**Supplied records**
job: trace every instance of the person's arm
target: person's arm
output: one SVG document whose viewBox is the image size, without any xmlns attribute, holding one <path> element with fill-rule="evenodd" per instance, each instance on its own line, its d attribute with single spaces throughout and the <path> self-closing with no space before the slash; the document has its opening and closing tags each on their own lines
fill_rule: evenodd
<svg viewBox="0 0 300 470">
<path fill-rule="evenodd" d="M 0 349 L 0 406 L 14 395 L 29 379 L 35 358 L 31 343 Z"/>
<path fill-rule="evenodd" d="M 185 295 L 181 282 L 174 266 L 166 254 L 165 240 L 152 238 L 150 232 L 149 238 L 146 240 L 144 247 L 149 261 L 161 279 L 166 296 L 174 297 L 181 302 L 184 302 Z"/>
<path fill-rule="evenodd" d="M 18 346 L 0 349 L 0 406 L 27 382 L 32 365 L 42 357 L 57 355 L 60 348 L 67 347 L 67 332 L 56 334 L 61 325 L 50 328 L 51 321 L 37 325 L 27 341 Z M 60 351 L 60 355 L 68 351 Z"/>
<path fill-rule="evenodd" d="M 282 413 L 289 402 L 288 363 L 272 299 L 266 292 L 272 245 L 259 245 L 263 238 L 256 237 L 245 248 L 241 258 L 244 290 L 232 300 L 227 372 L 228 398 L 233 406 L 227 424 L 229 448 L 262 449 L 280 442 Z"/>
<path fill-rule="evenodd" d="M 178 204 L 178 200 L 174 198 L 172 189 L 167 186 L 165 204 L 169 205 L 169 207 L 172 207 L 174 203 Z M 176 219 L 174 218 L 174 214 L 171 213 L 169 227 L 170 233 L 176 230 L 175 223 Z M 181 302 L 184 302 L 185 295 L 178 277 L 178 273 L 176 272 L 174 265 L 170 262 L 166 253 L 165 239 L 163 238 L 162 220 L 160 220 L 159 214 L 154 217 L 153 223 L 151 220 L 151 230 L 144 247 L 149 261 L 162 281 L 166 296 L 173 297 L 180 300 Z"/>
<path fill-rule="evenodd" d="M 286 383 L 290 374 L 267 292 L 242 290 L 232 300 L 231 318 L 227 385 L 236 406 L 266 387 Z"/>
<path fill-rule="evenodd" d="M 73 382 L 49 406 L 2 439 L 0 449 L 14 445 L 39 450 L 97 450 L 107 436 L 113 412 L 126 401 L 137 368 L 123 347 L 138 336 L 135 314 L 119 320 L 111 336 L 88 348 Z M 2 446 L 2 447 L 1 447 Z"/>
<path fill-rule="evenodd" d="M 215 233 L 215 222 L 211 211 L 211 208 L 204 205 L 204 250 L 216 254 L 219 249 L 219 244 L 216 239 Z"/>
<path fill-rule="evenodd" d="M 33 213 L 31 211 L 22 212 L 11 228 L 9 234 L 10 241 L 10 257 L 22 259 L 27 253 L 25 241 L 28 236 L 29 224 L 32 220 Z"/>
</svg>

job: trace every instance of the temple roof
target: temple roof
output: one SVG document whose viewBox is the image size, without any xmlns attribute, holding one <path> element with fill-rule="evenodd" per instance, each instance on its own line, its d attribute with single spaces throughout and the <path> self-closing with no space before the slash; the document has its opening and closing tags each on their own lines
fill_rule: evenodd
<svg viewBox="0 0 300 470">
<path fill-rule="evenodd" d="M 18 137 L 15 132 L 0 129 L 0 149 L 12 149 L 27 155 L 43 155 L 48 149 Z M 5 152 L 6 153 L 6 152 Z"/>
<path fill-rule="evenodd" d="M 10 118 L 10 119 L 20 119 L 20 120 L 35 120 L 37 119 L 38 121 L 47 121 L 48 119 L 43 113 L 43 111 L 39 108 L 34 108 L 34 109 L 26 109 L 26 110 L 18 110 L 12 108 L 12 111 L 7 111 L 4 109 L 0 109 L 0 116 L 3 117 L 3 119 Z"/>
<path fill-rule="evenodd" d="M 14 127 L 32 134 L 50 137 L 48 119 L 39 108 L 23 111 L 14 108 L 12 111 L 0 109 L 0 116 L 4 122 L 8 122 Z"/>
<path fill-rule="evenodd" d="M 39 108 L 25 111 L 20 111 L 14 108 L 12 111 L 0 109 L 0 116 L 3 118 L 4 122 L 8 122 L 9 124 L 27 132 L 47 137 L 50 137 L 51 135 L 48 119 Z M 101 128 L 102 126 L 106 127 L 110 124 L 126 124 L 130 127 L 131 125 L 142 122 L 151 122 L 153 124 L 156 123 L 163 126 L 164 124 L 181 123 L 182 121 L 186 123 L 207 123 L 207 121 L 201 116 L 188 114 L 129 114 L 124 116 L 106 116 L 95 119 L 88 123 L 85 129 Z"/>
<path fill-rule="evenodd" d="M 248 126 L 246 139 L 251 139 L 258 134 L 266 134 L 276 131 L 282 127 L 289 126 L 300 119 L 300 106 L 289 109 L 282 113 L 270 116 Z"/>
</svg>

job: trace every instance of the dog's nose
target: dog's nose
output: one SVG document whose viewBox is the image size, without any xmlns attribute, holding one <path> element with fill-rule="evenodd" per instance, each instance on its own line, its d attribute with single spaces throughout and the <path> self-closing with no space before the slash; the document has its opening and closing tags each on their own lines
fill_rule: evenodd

---

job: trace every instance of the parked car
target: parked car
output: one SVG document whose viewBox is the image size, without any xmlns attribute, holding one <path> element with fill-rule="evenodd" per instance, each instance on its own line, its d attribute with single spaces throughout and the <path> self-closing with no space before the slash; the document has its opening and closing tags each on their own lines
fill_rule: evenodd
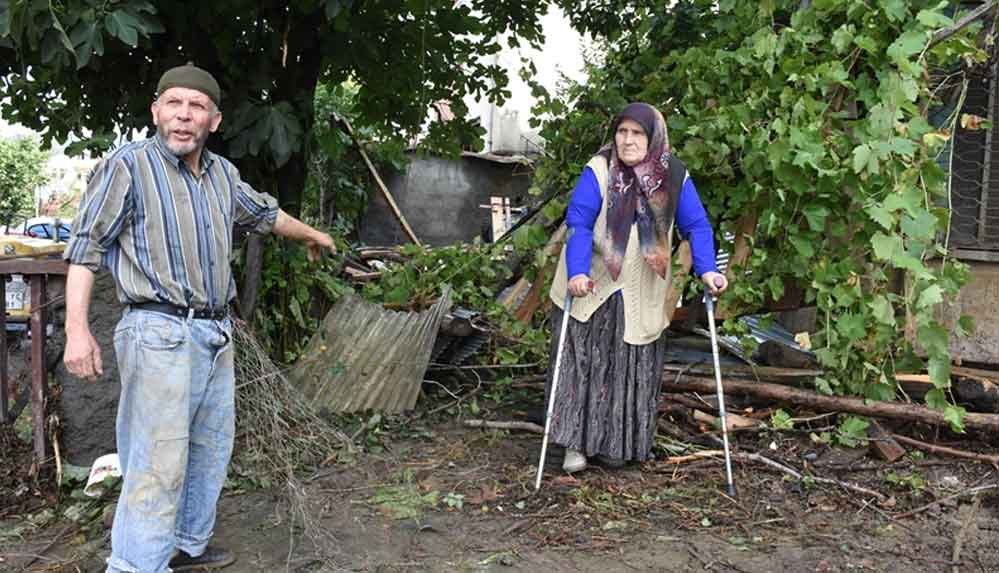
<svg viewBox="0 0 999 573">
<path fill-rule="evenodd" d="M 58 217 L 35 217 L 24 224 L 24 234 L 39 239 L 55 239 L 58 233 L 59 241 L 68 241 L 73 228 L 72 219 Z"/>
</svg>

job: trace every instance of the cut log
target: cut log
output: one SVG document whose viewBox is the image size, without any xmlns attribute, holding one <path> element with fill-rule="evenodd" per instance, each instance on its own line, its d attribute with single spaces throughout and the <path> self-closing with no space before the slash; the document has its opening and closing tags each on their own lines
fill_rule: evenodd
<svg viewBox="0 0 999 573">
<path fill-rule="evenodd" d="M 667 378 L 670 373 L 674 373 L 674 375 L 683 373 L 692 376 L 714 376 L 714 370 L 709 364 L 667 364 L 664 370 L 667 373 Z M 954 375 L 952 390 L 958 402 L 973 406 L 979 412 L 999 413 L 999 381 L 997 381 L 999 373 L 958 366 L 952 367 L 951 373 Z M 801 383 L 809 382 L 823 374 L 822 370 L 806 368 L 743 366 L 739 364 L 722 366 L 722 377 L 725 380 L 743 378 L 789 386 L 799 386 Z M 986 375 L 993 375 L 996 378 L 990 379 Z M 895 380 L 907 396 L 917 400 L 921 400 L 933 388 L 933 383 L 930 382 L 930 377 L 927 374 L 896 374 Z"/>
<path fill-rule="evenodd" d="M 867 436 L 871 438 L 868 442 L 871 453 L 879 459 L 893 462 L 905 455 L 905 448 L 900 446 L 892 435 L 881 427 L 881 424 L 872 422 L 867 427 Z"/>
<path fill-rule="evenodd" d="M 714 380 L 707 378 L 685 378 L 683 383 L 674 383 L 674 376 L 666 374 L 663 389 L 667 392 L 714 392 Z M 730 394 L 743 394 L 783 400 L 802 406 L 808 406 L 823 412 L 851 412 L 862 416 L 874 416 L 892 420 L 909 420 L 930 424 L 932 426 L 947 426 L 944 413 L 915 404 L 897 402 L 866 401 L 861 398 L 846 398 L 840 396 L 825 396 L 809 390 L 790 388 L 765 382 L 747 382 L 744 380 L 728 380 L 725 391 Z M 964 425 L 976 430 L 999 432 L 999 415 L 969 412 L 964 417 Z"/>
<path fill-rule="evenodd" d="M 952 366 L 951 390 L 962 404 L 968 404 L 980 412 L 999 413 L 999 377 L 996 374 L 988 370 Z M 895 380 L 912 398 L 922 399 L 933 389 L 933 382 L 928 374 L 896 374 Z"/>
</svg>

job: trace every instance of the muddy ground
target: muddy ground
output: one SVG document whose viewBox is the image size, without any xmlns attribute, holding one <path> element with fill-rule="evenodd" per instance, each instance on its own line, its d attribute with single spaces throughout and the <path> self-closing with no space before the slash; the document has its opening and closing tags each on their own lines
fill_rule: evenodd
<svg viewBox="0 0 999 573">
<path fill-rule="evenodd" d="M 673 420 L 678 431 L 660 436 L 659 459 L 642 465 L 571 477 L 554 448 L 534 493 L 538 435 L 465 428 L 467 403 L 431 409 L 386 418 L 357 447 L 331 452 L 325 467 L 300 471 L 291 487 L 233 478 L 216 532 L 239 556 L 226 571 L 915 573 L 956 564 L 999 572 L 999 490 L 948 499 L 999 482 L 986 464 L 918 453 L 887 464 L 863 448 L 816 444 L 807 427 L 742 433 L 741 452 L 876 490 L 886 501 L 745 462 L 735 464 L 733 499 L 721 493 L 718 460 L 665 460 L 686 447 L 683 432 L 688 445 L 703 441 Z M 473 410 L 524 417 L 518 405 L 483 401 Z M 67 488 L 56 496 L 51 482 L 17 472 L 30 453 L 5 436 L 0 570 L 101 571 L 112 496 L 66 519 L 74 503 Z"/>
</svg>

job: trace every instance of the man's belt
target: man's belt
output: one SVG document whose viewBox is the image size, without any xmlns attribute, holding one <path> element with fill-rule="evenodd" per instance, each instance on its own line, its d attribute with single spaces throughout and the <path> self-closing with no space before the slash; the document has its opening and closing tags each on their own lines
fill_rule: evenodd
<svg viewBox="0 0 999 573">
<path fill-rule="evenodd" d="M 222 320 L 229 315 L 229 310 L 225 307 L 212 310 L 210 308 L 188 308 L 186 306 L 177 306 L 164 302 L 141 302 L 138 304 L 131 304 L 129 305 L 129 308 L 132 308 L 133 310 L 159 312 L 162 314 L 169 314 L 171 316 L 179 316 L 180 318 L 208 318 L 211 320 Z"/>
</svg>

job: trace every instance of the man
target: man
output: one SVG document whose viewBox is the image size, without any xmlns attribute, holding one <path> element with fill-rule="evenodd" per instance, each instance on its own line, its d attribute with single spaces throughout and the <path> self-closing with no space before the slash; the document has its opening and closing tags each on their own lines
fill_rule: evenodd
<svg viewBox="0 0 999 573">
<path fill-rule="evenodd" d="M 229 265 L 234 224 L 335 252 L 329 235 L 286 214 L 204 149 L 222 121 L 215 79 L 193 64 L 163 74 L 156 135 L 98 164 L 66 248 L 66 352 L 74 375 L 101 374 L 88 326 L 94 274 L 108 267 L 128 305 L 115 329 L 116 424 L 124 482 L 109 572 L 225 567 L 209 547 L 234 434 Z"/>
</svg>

**Exercise directions**
All lines above from the one holding "job: trace every instance of the person's arm" to the one holding "target: person's arm", inclusive, are to be copied exactly; no other line is wanted.

**Exercise output**
job: trace every instance of the person's arm
target: person's arm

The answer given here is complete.